Records for this exercise:
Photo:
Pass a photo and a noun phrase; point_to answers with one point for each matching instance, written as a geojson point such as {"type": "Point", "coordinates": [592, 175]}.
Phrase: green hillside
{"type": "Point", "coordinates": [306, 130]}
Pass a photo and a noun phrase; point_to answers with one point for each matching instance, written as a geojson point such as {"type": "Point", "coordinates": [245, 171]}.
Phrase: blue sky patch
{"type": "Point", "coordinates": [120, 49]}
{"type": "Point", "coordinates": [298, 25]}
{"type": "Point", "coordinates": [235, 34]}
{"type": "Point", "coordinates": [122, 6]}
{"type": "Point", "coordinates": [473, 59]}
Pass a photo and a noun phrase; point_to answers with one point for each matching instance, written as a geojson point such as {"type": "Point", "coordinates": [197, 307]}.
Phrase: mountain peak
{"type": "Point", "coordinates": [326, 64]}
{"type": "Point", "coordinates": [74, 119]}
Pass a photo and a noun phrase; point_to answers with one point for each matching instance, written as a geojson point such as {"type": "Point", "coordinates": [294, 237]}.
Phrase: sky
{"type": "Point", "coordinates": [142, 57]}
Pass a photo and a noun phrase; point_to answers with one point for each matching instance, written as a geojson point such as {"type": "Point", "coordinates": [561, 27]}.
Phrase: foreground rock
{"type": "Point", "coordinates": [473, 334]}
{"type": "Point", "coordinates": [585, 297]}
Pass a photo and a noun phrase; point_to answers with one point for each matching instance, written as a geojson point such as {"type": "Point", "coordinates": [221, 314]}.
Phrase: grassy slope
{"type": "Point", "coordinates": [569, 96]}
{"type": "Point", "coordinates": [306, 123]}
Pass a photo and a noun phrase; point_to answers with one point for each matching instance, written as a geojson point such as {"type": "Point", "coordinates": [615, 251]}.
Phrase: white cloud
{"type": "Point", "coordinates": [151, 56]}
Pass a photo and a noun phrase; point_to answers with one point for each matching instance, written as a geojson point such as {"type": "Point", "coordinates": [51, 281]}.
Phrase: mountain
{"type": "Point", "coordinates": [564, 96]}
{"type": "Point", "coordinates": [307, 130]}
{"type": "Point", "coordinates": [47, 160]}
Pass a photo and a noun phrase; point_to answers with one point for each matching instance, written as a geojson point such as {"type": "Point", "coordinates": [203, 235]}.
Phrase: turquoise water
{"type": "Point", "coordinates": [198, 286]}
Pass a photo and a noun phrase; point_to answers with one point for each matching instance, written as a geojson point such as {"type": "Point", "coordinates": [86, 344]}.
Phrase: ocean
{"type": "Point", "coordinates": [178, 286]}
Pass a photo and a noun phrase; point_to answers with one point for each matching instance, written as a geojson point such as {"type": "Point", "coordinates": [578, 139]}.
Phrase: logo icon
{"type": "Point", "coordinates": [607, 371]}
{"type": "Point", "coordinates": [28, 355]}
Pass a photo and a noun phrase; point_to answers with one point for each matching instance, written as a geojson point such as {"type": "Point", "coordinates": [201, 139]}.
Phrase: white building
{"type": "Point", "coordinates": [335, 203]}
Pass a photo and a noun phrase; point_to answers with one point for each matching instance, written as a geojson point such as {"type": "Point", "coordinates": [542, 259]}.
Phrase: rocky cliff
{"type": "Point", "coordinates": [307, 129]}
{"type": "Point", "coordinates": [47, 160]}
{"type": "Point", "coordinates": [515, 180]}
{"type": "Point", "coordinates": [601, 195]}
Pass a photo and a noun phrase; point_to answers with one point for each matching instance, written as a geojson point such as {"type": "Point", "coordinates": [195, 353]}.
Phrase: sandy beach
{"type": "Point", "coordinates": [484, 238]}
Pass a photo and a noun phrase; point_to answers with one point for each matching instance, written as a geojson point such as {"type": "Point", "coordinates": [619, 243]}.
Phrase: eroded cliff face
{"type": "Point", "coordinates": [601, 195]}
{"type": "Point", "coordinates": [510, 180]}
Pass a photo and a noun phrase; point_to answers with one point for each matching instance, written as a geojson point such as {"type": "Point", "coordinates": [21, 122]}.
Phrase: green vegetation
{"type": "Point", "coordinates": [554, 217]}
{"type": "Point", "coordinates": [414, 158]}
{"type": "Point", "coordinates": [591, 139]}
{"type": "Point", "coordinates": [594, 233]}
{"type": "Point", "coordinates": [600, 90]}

Directions for this task:
Every line of the data above should be copied exactly.

Completed task:
Photo:
Pass a photo and a noun phrase; point_to answers with one point for each matching instance, written as a geojson point such as {"type": "Point", "coordinates": [592, 175]}.
Phrase: green hillside
{"type": "Point", "coordinates": [306, 130]}
Pass a photo and a noun phrase; point_to answers with one point for each matching instance, written as a geojson point such as {"type": "Point", "coordinates": [245, 171]}.
Phrase: blue sky patch
{"type": "Point", "coordinates": [120, 49]}
{"type": "Point", "coordinates": [298, 25]}
{"type": "Point", "coordinates": [235, 34]}
{"type": "Point", "coordinates": [122, 6]}
{"type": "Point", "coordinates": [473, 59]}
Pass a photo and a noun phrase; point_to answers with one point for each matching instance, written as a geojson point such as {"type": "Point", "coordinates": [197, 307]}.
Phrase: mountain peak
{"type": "Point", "coordinates": [326, 64]}
{"type": "Point", "coordinates": [74, 119]}
Pass a photo and a noun phrase; point_to answers with one point for each matching instance, written as a geojson point such as {"type": "Point", "coordinates": [294, 237]}.
Phrase: sky
{"type": "Point", "coordinates": [142, 57]}
Pass a photo and a noun phrase; point_to answers with one point for each matching instance, written as a geojson point such as {"type": "Point", "coordinates": [561, 27]}.
Phrase: foreground rock
{"type": "Point", "coordinates": [473, 334]}
{"type": "Point", "coordinates": [585, 297]}
Pass a photo and a noun phrase; point_to answers with one point for each matching instance, written as a geojson point such as {"type": "Point", "coordinates": [221, 314]}.
Phrase: grassy slope
{"type": "Point", "coordinates": [569, 96]}
{"type": "Point", "coordinates": [306, 123]}
Pass a photo and a noun phrase; point_to answers with one point for each matching instance, written as a geojson point such as {"type": "Point", "coordinates": [615, 251]}.
Phrase: white cloud
{"type": "Point", "coordinates": [151, 56]}
Pass a photo and a noun phrase; point_to answers with one point for each matching instance, written as a geojson point such as {"type": "Point", "coordinates": [51, 281]}.
Phrase: mountain
{"type": "Point", "coordinates": [564, 96]}
{"type": "Point", "coordinates": [307, 130]}
{"type": "Point", "coordinates": [47, 160]}
Pass a photo and a noun phrase; point_to answers with one point for each matching instance, written as a geojson point such as {"type": "Point", "coordinates": [203, 235]}.
Phrase: turquoise water
{"type": "Point", "coordinates": [198, 286]}
Pass a photo and a noun phrase; point_to answers with one point for each matching instance, written as a geojson point such as {"type": "Point", "coordinates": [86, 344]}.
Phrase: ocean
{"type": "Point", "coordinates": [178, 286]}
Pass a photo and a noun phrase; point_to answers with one point for each matching instance, written as a geojson point such as {"type": "Point", "coordinates": [578, 139]}.
Phrase: logo icon
{"type": "Point", "coordinates": [607, 371]}
{"type": "Point", "coordinates": [28, 355]}
Pass a photo and a noun phrase; point_to answers with one point for each matching instance, written as a geojson point such as {"type": "Point", "coordinates": [201, 139]}.
Phrase: white building
{"type": "Point", "coordinates": [335, 203]}
Pass a photo and a noun phrase; point_to answers with one point for each matching instance, written as a geojson point such as {"type": "Point", "coordinates": [542, 259]}.
Phrase: rocky cliff
{"type": "Point", "coordinates": [307, 129]}
{"type": "Point", "coordinates": [47, 160]}
{"type": "Point", "coordinates": [515, 180]}
{"type": "Point", "coordinates": [601, 195]}
Pass a photo and a noun phrase; point_to answers with one point for each matching instance, written as a geojson point such as {"type": "Point", "coordinates": [195, 353]}.
Phrase: sandy beach
{"type": "Point", "coordinates": [484, 238]}
Pass a photo and a noun phrase; point_to answers with one point for each matching instance, written as a geojson point such as {"type": "Point", "coordinates": [619, 243]}.
Phrase: eroded cliff face
{"type": "Point", "coordinates": [601, 195]}
{"type": "Point", "coordinates": [510, 180]}
Pass a photo and a noun phrase; point_to answers with one point for each matching instance, written as a geojson point such as {"type": "Point", "coordinates": [21, 122]}.
Phrase: green vegetation
{"type": "Point", "coordinates": [554, 217]}
{"type": "Point", "coordinates": [414, 158]}
{"type": "Point", "coordinates": [591, 139]}
{"type": "Point", "coordinates": [594, 233]}
{"type": "Point", "coordinates": [600, 90]}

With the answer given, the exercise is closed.